Table 3 Position Deviation Absolute Value

From the above analysis and comparison, it can be seen that the \( Hpacm \) algorithm has the best performance in terms of execution time, monotonicity and unbiasedness. Therefore, this paper chooses the \( Hpacm \) algorithm as the sharpness evaluation algorithm which is marked by the red asterisk in Fig. 8.

5 Experimental studies

Up to 100 experiments are conducted to validate the macro-to-micro searching strategy and the grid detection algorithm. The experimental results are shown in Table 4. For all the experiments, the microgripper is automatically moved into the micro-FOV with the success rate of 100%. The average completion time is 30 s. The shortest and the longest completion time are 18 s and 40 s, respectively. In contrast, the average operating time for a skilled operator is around 100 s. In other words, the average operating time required to complete an experiment based on the automated control system implemented by the proposed scheme is only one-third of that of humans. However, when the droplet of the liquid is large, the matching accuracy of the microscope lens is low, and the matching area can be far away from the microscope lens. As the result, the microgripper requires a longer path to move into the micro-FOV and takes longer time.

Table 4 Macro-micro Operation Experiments

We also have conducted 100 experiments to validate the Auto-Focusing algorithm proposed in this paper. The experimental results are shown in Table 5, the success rate of cell immobilization experiments is 90%, and the average completion time is 25 s. However, the success rate of manual immobilization by experimental technicians is 81%, and the average completion time is 63 s. For failed experiments, the main reason is that when the jaws of the microgripper is aligned with the center plane of the embryo cell, the upward and downward movements of the jaws can lead to vibrations of the microgripper jaws. This vibration will be transmitted to the culture medium, and the embryo may move away.

Items stored from a collection:
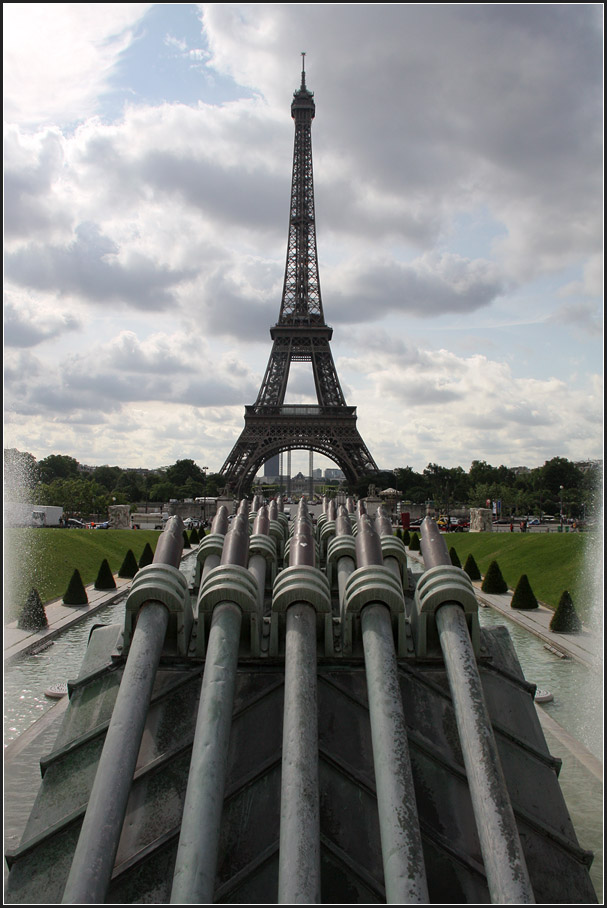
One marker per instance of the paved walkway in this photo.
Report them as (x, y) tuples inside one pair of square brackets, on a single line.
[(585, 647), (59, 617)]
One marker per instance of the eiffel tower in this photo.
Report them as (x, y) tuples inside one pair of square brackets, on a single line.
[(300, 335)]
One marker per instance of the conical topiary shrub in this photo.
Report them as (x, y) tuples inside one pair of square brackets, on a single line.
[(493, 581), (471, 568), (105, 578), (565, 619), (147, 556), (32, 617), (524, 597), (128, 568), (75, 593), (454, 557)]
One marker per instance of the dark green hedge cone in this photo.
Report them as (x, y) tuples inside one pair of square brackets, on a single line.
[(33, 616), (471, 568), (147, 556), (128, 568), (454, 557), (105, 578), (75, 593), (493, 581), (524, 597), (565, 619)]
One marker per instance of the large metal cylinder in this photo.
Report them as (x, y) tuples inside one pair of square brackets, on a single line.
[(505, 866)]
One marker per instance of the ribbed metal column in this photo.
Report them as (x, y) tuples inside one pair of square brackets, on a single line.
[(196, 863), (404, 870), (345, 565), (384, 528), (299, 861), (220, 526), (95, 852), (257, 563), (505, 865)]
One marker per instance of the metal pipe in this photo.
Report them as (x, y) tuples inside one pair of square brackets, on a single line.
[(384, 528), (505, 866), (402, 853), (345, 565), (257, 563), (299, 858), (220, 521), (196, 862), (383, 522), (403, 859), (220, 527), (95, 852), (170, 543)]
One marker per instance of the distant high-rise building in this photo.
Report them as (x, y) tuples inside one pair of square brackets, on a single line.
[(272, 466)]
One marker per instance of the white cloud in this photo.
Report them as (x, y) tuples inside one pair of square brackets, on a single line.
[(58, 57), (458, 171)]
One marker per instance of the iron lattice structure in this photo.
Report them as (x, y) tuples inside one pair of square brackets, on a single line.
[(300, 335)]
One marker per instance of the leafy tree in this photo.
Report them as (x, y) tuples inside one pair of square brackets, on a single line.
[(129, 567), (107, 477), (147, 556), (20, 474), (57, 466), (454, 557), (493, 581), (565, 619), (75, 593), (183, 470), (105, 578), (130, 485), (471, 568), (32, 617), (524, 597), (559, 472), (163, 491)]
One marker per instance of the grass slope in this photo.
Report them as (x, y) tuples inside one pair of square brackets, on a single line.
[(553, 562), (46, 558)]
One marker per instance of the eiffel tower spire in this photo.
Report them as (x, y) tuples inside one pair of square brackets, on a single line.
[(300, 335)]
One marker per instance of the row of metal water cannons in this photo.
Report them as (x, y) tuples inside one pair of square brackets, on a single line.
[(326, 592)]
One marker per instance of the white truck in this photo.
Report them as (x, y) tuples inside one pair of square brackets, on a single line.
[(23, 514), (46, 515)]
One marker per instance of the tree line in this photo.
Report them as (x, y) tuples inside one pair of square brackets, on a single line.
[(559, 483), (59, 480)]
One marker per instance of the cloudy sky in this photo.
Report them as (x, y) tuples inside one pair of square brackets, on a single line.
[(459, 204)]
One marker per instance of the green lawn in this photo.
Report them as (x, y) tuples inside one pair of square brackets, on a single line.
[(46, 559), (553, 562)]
==
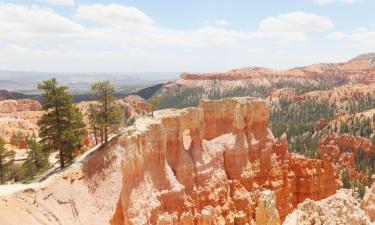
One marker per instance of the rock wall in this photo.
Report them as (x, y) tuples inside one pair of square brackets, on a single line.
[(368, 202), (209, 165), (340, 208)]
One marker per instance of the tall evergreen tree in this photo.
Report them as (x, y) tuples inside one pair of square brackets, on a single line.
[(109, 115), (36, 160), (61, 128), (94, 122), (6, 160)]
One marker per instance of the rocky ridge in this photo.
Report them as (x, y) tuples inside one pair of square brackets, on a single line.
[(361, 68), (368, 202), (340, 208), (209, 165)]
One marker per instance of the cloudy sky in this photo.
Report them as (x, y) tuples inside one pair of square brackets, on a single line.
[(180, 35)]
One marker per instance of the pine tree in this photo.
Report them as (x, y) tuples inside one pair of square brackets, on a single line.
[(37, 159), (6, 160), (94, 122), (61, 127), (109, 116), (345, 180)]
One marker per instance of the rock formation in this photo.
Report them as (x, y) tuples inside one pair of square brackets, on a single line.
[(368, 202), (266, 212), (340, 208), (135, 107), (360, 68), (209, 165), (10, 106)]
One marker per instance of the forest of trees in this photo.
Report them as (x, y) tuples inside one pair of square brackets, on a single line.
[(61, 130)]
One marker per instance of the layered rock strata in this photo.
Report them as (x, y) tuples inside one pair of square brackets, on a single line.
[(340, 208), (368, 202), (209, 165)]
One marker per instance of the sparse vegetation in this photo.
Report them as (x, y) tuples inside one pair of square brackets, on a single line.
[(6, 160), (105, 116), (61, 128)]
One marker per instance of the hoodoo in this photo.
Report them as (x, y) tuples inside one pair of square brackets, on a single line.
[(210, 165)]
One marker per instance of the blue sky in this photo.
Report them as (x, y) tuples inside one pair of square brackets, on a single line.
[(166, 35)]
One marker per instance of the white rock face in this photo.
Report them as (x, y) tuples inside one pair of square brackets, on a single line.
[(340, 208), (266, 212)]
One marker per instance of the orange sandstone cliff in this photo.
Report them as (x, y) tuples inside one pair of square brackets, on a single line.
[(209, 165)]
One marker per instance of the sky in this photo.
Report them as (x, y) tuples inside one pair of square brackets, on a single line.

Required work: Extend the passage on the microgripper experiments, starting right after its final sentence.

Written response:
Table 5 Cell Immobilization Experiments

It is proved that only when the diameter of the cell is bigger than the diameter of the inner circle of the gripper jaws at closed position, the microgripper can firmly grip the cell. The radius of the inner envelope circle of the jaws, the cell radius and the clampable field can form a right triangle as shown in Fig. 9. The clampable field of the jaws is calculated to be

Fig. 9
figure 9

Schematic diagram of clamping area (r represents the radius of the inner envelope circle of jaw, R represents the radius of embryo cell. h represents the length of the upper half of the cell that can be clamped. H represents the total length that the cells can be clamped)

$$ H = 2 \times \sqrt {R^{2} - r^{2} } $$
(10)

When the jaws of the microgripper are completely closed, the diameter of the inner envelope circle is 400 μm, and the diameter of the zebrafish embryo is around 500 μm. The clampable field of the jaws is calculated to be 300 μm.

6 Conclusion

In this paper, macro-to-micro positioning and auto-focusing algorithms and methods have been developed to automate the preparing process, including positioning all the microtools and the cell into micro-FOV and being focused, for fully automated single cell microinjection. By adding a macro camera, a macro-FOV is created and the microtools, the cell, and the objective lens can be recognized. Following a serpentine path and a zigzag path respectively, the microgripper jaws can be positioned into the micro-FOV. The presence of the microgripper jaws is recognized by the proposed grid detection method. The contact of the gripper jaws and the liquid is detected by variation of the value of grey level of the image. When the gripper jaws have been fully immerged in the liquid, eight auto focusing algorithms are tested and evaluated. Finally, 100 experiments have been conducted and 100% and 90% success rates for macro-to-micro positioning and auto focusing algorithms are achieved. The time for the whole process is only one-third that of the manual operation.